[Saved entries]

....

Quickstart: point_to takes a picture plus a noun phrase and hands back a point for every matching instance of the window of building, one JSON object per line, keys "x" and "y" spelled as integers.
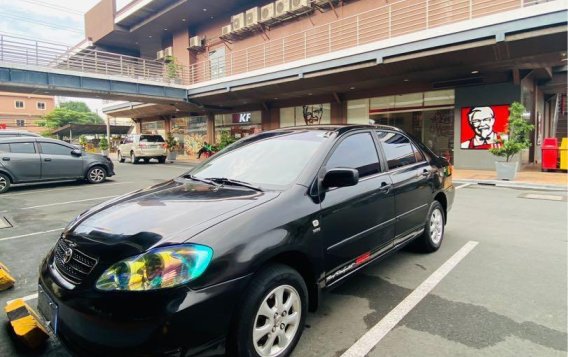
{"x": 22, "y": 148}
{"x": 311, "y": 114}
{"x": 238, "y": 125}
{"x": 397, "y": 148}
{"x": 55, "y": 149}
{"x": 357, "y": 152}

....

(Activity)
Omit the pictures, then output every record exactly as given.

(Your response)
Quickstart: point_to takes a picture plus a noun phrase and hands back a point for every matching instance of the window of building, one JSON object per line, keys "x" and "y" spelled as integers.
{"x": 22, "y": 148}
{"x": 311, "y": 114}
{"x": 238, "y": 125}
{"x": 397, "y": 148}
{"x": 55, "y": 149}
{"x": 357, "y": 152}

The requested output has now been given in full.